[Material to process — start]

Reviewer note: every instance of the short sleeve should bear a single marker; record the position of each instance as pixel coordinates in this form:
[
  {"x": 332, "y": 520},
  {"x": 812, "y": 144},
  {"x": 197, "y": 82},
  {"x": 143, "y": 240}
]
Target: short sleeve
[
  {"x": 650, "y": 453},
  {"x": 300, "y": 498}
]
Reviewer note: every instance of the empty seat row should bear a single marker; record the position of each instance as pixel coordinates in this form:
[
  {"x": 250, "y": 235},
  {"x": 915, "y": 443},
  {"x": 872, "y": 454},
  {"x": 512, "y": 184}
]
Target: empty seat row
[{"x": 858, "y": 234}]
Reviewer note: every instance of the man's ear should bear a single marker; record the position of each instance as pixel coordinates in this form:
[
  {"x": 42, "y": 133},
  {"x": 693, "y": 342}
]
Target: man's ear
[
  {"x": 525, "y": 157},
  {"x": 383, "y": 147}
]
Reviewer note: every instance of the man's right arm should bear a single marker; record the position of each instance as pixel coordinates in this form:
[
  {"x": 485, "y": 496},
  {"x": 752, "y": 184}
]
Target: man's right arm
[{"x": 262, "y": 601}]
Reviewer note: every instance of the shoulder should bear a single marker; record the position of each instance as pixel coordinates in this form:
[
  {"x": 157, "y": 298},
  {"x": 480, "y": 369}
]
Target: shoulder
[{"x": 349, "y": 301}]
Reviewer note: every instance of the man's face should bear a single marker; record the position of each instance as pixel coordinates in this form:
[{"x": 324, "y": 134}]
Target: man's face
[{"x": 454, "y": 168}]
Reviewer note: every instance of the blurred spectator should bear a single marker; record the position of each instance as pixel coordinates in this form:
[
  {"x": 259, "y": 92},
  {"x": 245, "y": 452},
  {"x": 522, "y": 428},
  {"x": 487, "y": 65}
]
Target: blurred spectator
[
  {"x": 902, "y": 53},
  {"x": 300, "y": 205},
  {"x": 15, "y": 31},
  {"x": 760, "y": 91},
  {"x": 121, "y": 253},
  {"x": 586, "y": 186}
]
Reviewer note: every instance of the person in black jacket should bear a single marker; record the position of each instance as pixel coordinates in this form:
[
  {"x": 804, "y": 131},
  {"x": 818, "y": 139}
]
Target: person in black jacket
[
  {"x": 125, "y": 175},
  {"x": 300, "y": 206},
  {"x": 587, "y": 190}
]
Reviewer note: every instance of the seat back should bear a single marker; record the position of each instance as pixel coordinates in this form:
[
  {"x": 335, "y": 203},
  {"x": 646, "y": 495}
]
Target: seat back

[Material to process — finish]
[Material to process — start]

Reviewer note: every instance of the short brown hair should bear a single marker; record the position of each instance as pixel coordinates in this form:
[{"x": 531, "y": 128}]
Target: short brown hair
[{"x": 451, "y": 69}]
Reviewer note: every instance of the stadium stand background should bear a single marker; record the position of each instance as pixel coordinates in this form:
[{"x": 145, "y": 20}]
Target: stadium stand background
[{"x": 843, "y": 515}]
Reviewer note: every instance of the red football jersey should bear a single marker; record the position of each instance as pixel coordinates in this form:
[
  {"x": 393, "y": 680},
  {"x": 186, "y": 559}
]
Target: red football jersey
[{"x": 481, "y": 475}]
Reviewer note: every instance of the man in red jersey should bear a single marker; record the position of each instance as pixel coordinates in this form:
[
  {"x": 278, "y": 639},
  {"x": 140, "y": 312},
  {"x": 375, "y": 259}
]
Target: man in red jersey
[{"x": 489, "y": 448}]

[Material to process — finish]

• _Exercise description_:
Reproduce only the lines above spanning from the line containing "Reviewer note: every instance of the seat" through the line containing "Target: seat back", word for word.

• _Result of the task_:
Reviewer note: every instance of the seat back should bear a single marker; record the position of each instance as pixel coordinates in this form:
[
  {"x": 335, "y": 203},
  {"x": 646, "y": 495}
]
Target: seat back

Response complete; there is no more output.